▸ WHAT YOU NEED TO DO
Reproduce each of the following lines word for word, from the first through the last.

[Part of a data file]
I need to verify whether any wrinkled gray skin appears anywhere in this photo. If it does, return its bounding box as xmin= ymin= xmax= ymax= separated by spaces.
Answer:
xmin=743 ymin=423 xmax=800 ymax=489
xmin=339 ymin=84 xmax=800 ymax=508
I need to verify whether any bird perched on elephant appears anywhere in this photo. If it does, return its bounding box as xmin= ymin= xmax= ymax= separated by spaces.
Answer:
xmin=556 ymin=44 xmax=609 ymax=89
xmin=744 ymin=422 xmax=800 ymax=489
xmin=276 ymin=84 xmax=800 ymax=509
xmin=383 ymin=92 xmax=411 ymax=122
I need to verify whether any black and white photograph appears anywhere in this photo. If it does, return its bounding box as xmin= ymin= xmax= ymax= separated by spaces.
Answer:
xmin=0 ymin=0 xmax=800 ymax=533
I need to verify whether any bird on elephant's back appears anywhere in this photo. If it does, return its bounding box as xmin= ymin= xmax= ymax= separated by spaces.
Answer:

▸ OUTPUT OF THE EXERCISE
I need to verify whether any wrinkled gray skin appears anywhere in this photo. If it does, return its bounding box as xmin= ymin= xmax= ymax= separated by spaces.
Answer:
xmin=743 ymin=423 xmax=800 ymax=489
xmin=339 ymin=84 xmax=800 ymax=508
I need to verify whether any bird perched on elephant appears anywhere in this photo. If it does, return its bounding box as xmin= ymin= xmax= ymax= separated by spaces.
Answer:
xmin=556 ymin=44 xmax=609 ymax=89
xmin=744 ymin=422 xmax=800 ymax=489
xmin=276 ymin=84 xmax=800 ymax=509
xmin=383 ymin=92 xmax=411 ymax=122
I need to verify whether any black and white photograph appears anywhere in this photo. If it does, return its bounding box as xmin= ymin= xmax= ymax= separated by spaces.
Answer:
xmin=0 ymin=0 xmax=800 ymax=533
I need to verify whether any bird on elephant's back appears anywhere in this photo. If it does, return its bounding box as xmin= ymin= xmax= ymax= separated by spaces.
Answer:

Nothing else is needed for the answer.